▶ [Problem details]: From the essay below on how college courses shaped the author's writing, extract the passage from "The one thing" to "me feel differently." word for word.

▶ [Text segment]:
The one thing that I think really helped was all the philosophy, history and psychology classes I took in college. More than any English/Lit class, they helped my writing by enabling me to understand humanity. Why we do what we do, and how we form our personalities out of our experiences. In particular, Pavlov, Jung, Camus, Kierkegaard, Hobbes, Maslow, Plato and Rand really honed my skills of delving deep into the psyche. While I don’t always agree with their opinions, that, too, helped as it forced me to analyze why I differed with their conclusions. What it was in my background that made me feel differently.

And that at the core, is what I use when writing. That and my personal belief that while we all follow a set pattern of behavior hardwired by both nature and nurture, there is always an anomaly or quirk that makes no sense given our pasts. Or the hypothesis I used for a paper in a college psych class: Our individual personalities are defined not by our consistencies, but rather by our inconsistencies.

Case in point, I was raised around nothing but Y chromosomes. I played quarterback and running back (though I did get to be a cheerleader for one year- only because my sister feared my male sports tendencies). I can flush a radiator, rebuild a carb, change my own oil and run with the best gearheads out there. I love heavy metal, thrash metal and brain melting punk (among other music genres). I have knocked a Golden Glove champion unconscious (not TKO) in the ring. I worked IT as a programmer and trainer for years. I throw a baseball so hard and accurately that my bud who is a coach for a major SEC university will not toss a ball in the backyard with me. Can out shoot my military trained ex. As a rule, I can’t stand girl movies- give me horror or a shoot-em-up any day. Collect comics and manga, and do a whole slew of what most people think of as “male” things.

▶ [Source material]:
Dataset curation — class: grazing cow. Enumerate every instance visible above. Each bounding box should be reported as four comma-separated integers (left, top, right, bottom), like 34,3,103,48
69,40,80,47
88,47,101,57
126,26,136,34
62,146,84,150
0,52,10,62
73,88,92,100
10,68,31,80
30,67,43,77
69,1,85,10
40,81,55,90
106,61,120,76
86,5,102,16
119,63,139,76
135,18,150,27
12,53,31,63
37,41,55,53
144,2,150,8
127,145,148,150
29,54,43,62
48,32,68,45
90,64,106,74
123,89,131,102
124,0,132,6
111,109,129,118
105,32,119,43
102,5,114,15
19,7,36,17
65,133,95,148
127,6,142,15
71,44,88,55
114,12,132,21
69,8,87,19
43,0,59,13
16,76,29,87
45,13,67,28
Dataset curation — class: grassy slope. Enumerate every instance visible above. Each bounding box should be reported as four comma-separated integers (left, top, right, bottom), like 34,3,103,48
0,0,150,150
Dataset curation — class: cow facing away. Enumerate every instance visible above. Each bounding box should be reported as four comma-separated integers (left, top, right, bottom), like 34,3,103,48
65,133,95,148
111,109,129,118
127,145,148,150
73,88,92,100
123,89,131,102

▶ [Answer below]:
The one thing that I think really helped was all the philosophy, history and psychology classes I took in college. More than any English/Lit class, they helped my writing by enabling me to understand humanity. Why we do what we do, and how we form our personalities out of our experiences. In particular, Pavlov, Jung, Camus, Kierkegaard, Hobbes, Maslow, Plato and Rand really honed my skills of delving deep into the psyche. While I don’t always agree with their opinions, that, too, helped as it forced me to analyze why I differed with their conclusions. What it was in my background that made me feel differently.